## DO THIS
Output every line of the items below as a Markdown table, skipping blank lines. Use a "Row" column for the running number and a "Line" column for the text of each line.
··· LISTED ENTRIES ···
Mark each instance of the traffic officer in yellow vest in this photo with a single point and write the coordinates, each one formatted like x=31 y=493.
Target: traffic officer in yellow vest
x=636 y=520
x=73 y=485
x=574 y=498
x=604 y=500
···
## EXPECTED OUTPUT
| Row | Line |
|---|---|
| 1 | Mark each instance of the traffic officer in yellow vest in this photo with a single point and write the coordinates, each one formatted like x=31 y=493. |
| 2 | Target: traffic officer in yellow vest |
| 3 | x=636 y=520 |
| 4 | x=73 y=485 |
| 5 | x=574 y=498 |
| 6 | x=604 y=500 |